> [TASK PROMPT]
Go through the records and show each line where the word "water" occurs.

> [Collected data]
------------------------------------------------------------

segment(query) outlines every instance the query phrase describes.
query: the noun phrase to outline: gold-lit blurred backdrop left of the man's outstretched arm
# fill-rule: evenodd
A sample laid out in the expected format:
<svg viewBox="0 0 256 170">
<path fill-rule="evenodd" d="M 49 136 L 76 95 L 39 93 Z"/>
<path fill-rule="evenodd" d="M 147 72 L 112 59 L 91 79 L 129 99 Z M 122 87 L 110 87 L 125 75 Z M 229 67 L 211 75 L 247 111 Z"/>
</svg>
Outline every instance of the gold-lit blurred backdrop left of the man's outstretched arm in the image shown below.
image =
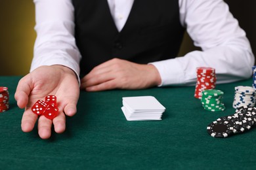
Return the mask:
<svg viewBox="0 0 256 170">
<path fill-rule="evenodd" d="M 26 75 L 36 36 L 33 1 L 1 0 L 0 24 L 0 75 Z"/>
</svg>

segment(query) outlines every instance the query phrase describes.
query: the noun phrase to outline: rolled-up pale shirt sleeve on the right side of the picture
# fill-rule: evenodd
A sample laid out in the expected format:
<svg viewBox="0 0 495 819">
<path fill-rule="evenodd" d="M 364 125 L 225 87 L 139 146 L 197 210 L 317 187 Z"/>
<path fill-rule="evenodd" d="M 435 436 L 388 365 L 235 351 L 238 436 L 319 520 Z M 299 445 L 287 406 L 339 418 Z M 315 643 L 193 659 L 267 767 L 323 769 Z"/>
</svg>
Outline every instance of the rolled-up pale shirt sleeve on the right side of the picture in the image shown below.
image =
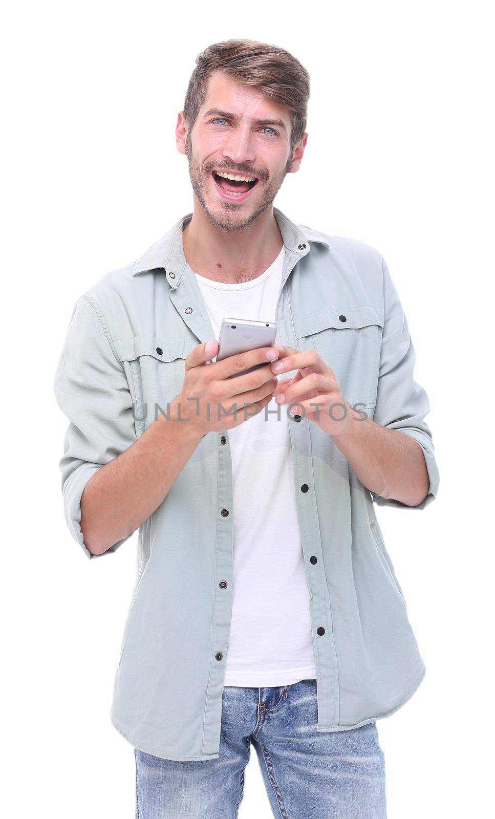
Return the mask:
<svg viewBox="0 0 495 819">
<path fill-rule="evenodd" d="M 425 500 L 408 506 L 400 500 L 384 498 L 371 492 L 379 506 L 400 506 L 402 509 L 424 509 L 437 496 L 440 480 L 434 444 L 425 415 L 429 400 L 423 387 L 414 380 L 416 354 L 406 316 L 397 295 L 387 265 L 382 258 L 384 274 L 384 333 L 380 354 L 379 382 L 373 419 L 388 429 L 396 429 L 414 438 L 423 450 L 429 475 L 429 491 Z"/>
</svg>

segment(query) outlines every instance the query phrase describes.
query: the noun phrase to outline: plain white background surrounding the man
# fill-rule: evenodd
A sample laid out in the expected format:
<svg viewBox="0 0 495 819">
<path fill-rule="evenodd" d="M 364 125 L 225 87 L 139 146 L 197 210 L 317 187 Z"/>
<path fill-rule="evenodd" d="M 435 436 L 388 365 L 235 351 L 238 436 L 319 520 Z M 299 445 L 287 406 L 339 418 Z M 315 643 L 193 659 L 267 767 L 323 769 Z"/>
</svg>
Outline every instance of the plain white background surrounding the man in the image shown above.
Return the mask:
<svg viewBox="0 0 495 819">
<path fill-rule="evenodd" d="M 192 210 L 177 114 L 198 52 L 233 37 L 276 43 L 309 70 L 306 153 L 275 205 L 383 253 L 432 407 L 438 500 L 377 509 L 428 669 L 377 723 L 388 817 L 485 816 L 493 27 L 488 3 L 432 0 L 175 10 L 47 0 L 4 18 L 2 812 L 134 819 L 134 751 L 109 711 L 136 536 L 95 561 L 71 540 L 52 378 L 79 295 Z M 272 814 L 252 749 L 239 816 L 255 815 Z"/>
</svg>

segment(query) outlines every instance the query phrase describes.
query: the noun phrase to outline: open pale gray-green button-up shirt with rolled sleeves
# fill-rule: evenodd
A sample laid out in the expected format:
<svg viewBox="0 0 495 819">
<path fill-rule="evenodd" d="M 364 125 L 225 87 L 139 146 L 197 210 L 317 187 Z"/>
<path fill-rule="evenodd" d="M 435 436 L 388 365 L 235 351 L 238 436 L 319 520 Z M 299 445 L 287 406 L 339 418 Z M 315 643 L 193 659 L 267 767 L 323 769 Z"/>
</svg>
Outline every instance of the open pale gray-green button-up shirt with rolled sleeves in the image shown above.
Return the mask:
<svg viewBox="0 0 495 819">
<path fill-rule="evenodd" d="M 382 498 L 361 484 L 332 437 L 303 414 L 288 414 L 316 731 L 346 731 L 388 717 L 425 674 L 375 505 L 424 509 L 437 495 L 429 401 L 414 381 L 406 317 L 379 252 L 294 224 L 278 208 L 274 214 L 285 247 L 278 341 L 315 349 L 351 405 L 418 441 L 429 473 L 420 505 Z M 68 527 L 89 559 L 114 554 L 132 533 L 91 554 L 79 525 L 84 486 L 166 413 L 182 387 L 186 355 L 215 337 L 184 258 L 182 230 L 191 217 L 134 264 L 99 278 L 70 319 L 54 381 L 70 422 L 61 483 Z M 139 527 L 110 717 L 129 743 L 157 757 L 219 757 L 234 514 L 229 433 L 210 432 Z"/>
</svg>

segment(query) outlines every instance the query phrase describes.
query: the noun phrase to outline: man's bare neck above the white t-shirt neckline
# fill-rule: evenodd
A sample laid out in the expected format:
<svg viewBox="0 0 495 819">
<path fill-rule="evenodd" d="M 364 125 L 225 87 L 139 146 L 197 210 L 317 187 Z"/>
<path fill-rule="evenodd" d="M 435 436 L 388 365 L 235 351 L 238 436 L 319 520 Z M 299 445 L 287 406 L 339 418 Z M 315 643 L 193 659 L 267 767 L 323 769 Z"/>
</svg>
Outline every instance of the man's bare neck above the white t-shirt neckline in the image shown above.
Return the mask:
<svg viewBox="0 0 495 819">
<path fill-rule="evenodd" d="M 273 206 L 247 228 L 228 232 L 211 224 L 202 206 L 194 201 L 193 218 L 182 236 L 184 257 L 194 273 L 229 284 L 260 276 L 284 246 Z"/>
</svg>

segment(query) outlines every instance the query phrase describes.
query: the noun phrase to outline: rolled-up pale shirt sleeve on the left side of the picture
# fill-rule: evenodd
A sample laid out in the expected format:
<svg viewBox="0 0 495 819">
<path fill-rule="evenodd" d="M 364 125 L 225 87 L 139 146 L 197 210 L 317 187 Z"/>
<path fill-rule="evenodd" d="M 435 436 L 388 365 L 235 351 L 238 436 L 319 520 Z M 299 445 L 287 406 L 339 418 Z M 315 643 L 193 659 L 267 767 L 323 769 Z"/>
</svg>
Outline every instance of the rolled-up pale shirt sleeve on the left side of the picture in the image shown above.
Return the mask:
<svg viewBox="0 0 495 819">
<path fill-rule="evenodd" d="M 115 552 L 133 532 L 92 554 L 81 532 L 81 496 L 98 469 L 136 440 L 132 397 L 111 346 L 105 320 L 90 294 L 79 297 L 67 328 L 53 390 L 69 419 L 59 466 L 66 523 L 89 559 Z"/>
</svg>

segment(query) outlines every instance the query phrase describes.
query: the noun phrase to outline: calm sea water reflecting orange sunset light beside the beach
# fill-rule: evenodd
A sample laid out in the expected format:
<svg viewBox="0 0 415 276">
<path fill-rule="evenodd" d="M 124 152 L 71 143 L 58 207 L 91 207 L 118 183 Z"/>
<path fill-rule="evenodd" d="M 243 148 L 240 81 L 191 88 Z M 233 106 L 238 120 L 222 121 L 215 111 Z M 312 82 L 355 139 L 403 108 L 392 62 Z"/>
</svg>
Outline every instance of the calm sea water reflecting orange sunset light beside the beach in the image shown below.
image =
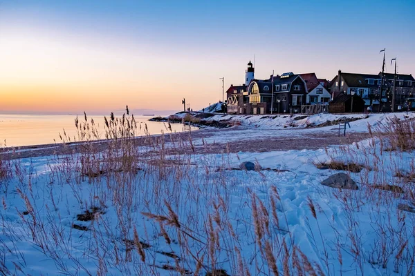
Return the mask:
<svg viewBox="0 0 415 276">
<path fill-rule="evenodd" d="M 5 146 L 5 140 L 6 146 L 53 144 L 55 141 L 60 143 L 59 133 L 63 136 L 64 130 L 72 140 L 74 136 L 77 136 L 75 117 L 76 115 L 0 115 L 0 146 Z M 88 117 L 88 119 L 91 118 L 98 126 L 101 139 L 105 139 L 104 116 Z M 151 135 L 170 132 L 170 130 L 166 130 L 165 124 L 148 121 L 151 118 L 149 116 L 135 116 L 135 118 L 137 124 L 142 127 L 141 130 L 138 130 L 138 136 L 145 135 L 145 124 L 147 124 Z M 83 120 L 83 115 L 79 119 Z M 192 130 L 195 129 L 192 128 Z M 189 130 L 189 128 L 183 128 L 182 124 L 172 124 L 172 130 L 173 132 L 182 132 Z"/>
</svg>

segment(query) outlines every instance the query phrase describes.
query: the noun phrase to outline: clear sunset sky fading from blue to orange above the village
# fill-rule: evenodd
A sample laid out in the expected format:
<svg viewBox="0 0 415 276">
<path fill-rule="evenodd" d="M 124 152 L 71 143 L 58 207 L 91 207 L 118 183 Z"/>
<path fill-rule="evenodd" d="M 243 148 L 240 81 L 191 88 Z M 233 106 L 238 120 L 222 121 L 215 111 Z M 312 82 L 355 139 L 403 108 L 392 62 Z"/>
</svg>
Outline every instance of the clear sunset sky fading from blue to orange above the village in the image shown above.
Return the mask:
<svg viewBox="0 0 415 276">
<path fill-rule="evenodd" d="M 273 70 L 415 73 L 415 1 L 0 0 L 0 113 L 199 110 Z"/>
</svg>

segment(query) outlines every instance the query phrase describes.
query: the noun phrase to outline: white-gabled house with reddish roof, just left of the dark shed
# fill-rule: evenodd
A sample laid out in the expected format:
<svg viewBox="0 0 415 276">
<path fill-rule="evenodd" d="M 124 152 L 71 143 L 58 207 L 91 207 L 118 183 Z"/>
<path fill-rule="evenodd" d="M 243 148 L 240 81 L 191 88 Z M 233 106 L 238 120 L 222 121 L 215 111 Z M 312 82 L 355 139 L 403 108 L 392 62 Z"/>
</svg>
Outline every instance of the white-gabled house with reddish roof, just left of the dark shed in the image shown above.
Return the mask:
<svg viewBox="0 0 415 276">
<path fill-rule="evenodd" d="M 329 84 L 328 81 L 317 79 L 315 73 L 299 74 L 299 77 L 306 83 L 306 104 L 329 104 L 329 101 L 331 101 L 331 94 L 326 88 Z"/>
</svg>

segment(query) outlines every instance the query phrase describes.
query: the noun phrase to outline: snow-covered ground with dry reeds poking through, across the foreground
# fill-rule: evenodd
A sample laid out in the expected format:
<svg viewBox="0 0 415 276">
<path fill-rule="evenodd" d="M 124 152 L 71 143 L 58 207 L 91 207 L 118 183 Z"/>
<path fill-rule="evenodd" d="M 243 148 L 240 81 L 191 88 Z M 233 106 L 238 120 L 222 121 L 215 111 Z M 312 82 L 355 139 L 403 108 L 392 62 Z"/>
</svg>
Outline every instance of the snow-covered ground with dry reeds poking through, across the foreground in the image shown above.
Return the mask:
<svg viewBox="0 0 415 276">
<path fill-rule="evenodd" d="M 359 116 L 363 119 L 351 122 L 350 131 L 367 132 L 368 124 L 376 129 L 394 115 L 348 115 Z M 414 119 L 413 113 L 396 116 Z M 219 134 L 192 142 L 160 139 L 151 146 L 158 155 L 151 157 L 145 155 L 149 148 L 125 144 L 104 153 L 3 162 L 0 171 L 14 177 L 0 177 L 0 271 L 413 275 L 412 150 L 391 150 L 387 138 L 374 135 L 317 150 L 169 155 L 169 148 L 230 139 L 333 132 L 336 126 L 305 127 L 339 117 L 215 115 L 210 119 L 239 120 L 243 128 L 224 137 L 212 130 Z M 238 170 L 243 161 L 263 170 Z M 342 171 L 323 168 L 335 162 L 359 166 L 360 172 L 343 170 L 358 190 L 320 184 Z M 375 188 L 386 185 L 401 190 Z"/>
</svg>

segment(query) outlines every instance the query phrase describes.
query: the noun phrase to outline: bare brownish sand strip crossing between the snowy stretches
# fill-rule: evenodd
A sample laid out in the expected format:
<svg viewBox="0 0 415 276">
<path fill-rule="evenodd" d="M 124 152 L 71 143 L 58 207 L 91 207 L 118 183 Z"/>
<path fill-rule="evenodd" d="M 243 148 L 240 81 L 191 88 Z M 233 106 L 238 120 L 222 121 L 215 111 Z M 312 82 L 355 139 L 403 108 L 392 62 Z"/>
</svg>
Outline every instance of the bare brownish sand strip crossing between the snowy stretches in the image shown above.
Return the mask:
<svg viewBox="0 0 415 276">
<path fill-rule="evenodd" d="M 316 131 L 317 130 L 317 131 Z M 335 128 L 327 128 L 318 131 L 318 128 L 264 130 L 255 128 L 223 128 L 202 129 L 192 132 L 180 132 L 165 135 L 164 139 L 169 144 L 171 139 L 181 140 L 189 144 L 192 137 L 194 150 L 189 146 L 185 150 L 196 154 L 222 153 L 222 152 L 267 152 L 274 150 L 302 150 L 318 149 L 331 145 L 351 144 L 369 137 L 367 133 L 348 133 L 346 137 L 338 137 Z M 151 137 L 137 137 L 134 139 L 136 146 L 151 146 L 163 137 L 154 135 Z M 108 141 L 94 142 L 98 150 L 107 148 Z M 82 143 L 48 144 L 38 146 L 22 146 L 20 148 L 5 148 L 0 153 L 1 159 L 19 159 L 42 157 L 49 155 L 65 155 L 73 152 L 82 152 Z M 149 150 L 149 153 L 151 149 Z M 152 152 L 156 153 L 156 152 Z M 174 154 L 174 150 L 171 152 Z"/>
</svg>

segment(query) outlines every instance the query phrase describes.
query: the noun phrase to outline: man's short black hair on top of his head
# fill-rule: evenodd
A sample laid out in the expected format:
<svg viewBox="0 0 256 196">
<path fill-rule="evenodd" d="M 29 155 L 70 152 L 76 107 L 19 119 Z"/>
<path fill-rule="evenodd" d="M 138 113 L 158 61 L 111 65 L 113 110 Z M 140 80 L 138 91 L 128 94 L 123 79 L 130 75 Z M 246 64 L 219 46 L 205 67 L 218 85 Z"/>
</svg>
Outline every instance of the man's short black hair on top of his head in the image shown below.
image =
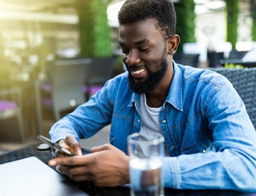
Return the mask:
<svg viewBox="0 0 256 196">
<path fill-rule="evenodd" d="M 173 36 L 176 29 L 176 13 L 171 0 L 126 0 L 118 13 L 119 24 L 156 18 L 165 38 Z"/>
</svg>

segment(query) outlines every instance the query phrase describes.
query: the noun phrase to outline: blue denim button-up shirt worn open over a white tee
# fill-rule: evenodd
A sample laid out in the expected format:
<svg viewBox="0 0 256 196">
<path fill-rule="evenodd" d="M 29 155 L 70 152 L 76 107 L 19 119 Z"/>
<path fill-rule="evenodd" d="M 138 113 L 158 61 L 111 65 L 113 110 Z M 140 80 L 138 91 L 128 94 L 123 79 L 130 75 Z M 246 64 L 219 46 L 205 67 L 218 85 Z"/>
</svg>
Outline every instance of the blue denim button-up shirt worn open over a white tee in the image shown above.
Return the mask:
<svg viewBox="0 0 256 196">
<path fill-rule="evenodd" d="M 173 61 L 174 62 L 174 61 Z M 127 136 L 142 126 L 140 95 L 117 75 L 50 129 L 53 141 L 89 138 L 111 124 L 110 143 L 127 154 Z M 165 187 L 256 192 L 256 134 L 240 96 L 222 75 L 174 62 L 174 78 L 159 114 L 170 157 Z"/>
</svg>

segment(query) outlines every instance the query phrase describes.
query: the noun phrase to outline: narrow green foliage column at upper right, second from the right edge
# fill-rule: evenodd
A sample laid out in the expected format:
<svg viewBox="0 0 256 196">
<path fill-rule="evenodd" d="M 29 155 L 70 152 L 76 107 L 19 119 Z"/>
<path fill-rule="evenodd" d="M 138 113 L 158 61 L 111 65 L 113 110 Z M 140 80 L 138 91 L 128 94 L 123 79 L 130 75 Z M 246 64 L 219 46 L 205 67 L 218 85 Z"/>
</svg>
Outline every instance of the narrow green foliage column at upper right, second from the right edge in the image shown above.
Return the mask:
<svg viewBox="0 0 256 196">
<path fill-rule="evenodd" d="M 237 43 L 238 0 L 226 0 L 226 38 L 235 48 Z"/>
</svg>

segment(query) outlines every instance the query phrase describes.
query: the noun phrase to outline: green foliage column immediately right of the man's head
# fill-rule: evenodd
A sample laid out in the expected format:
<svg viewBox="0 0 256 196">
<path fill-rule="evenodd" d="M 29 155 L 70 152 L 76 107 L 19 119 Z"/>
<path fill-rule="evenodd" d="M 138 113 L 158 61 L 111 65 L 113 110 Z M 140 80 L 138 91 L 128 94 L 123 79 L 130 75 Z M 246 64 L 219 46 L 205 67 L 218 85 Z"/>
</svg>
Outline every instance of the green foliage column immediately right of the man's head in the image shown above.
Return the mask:
<svg viewBox="0 0 256 196">
<path fill-rule="evenodd" d="M 174 6 L 177 14 L 176 33 L 180 36 L 178 51 L 183 51 L 183 44 L 196 41 L 194 37 L 194 0 L 183 0 Z"/>
</svg>

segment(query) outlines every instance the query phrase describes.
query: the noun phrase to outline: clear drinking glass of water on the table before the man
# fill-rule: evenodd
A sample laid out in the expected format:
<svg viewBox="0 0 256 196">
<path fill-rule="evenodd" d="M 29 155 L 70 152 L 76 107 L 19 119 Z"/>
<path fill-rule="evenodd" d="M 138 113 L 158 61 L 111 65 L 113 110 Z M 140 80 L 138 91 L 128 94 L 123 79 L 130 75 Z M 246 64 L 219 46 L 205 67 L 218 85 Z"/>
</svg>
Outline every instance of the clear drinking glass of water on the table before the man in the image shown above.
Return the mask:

------------------------------------------------------------

> [SOLUTION TO THIS PROBLEM]
query: the noun phrase to outline: calm sea water reflecting orange sunset light beside the beach
Outline every instance of the calm sea water reflecting orange sunset light beside the beach in the image shown below.
query: the noun phrase to outline: clear drinking glass of water on the table before the man
Outline every instance of the clear drinking glass of water on the table before the man in the image shown above.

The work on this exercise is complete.